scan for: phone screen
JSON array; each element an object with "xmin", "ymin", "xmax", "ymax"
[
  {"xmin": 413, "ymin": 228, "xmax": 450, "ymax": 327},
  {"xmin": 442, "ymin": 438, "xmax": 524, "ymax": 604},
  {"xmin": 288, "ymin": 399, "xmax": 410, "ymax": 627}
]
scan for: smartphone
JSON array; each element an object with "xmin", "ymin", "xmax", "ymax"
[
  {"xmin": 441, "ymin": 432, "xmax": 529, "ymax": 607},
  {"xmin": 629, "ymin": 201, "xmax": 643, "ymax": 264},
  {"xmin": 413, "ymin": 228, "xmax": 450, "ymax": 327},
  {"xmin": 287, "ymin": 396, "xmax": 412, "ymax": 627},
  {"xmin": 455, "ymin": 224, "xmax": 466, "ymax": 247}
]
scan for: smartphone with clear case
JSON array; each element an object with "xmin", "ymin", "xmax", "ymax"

+ + + + + + +

WHAT TO PRODUCE >> State how many lines in the records above contain the word "smartphone". Give nothing but the number.

EXERCISE RESPONSE >> 2